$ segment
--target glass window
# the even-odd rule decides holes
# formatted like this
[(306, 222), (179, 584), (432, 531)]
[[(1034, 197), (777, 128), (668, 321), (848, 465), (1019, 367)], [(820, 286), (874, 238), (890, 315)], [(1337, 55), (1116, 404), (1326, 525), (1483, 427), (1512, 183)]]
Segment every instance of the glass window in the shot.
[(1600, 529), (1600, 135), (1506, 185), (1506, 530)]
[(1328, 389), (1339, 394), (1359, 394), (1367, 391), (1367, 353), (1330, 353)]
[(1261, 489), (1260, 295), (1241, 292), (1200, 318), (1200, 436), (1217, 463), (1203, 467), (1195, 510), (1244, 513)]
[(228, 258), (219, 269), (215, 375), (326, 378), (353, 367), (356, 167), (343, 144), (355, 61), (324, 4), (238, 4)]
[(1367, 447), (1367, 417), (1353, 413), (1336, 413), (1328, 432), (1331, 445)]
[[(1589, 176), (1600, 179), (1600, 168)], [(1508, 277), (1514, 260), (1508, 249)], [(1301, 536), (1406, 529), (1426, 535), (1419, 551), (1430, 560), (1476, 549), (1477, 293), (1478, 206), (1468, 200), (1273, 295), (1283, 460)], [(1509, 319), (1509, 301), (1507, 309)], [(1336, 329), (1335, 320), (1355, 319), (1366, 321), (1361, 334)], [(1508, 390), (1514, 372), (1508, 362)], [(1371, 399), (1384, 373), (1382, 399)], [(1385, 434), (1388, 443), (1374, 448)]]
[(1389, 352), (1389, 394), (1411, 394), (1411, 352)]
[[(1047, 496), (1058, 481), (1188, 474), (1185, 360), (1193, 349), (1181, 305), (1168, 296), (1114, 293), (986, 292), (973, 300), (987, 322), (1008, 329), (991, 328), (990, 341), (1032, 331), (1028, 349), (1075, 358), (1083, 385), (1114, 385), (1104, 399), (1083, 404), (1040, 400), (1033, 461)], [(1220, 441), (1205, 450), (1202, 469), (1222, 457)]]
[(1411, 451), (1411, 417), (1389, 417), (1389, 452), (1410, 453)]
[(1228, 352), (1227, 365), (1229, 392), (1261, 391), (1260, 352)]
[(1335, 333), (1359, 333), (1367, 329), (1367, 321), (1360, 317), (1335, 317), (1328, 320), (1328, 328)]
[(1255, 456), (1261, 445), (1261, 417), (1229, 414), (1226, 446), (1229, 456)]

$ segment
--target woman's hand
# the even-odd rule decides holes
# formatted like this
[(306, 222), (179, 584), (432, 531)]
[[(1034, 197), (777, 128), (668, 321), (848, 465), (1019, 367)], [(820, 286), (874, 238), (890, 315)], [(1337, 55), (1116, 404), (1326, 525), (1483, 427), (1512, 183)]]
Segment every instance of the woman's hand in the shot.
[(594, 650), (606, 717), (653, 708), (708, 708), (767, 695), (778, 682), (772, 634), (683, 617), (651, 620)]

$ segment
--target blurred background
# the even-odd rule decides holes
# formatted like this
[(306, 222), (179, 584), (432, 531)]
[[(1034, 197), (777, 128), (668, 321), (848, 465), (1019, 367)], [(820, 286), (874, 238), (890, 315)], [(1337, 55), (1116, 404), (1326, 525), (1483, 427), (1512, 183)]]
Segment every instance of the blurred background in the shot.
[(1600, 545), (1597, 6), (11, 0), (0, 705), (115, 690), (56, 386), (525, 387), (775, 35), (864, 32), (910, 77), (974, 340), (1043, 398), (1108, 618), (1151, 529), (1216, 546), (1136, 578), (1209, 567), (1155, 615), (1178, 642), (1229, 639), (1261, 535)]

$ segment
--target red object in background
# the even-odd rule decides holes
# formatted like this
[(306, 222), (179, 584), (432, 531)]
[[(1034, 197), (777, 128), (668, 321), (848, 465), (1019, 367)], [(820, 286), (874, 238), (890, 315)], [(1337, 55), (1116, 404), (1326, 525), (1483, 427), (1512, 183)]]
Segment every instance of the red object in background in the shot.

☆ ☆ ☆

### What you need to do
Wherever a line in the data above holds "object", copy that line.

### Exercise solution
--target red object in background
Segment every instance of the red object in background in the shot.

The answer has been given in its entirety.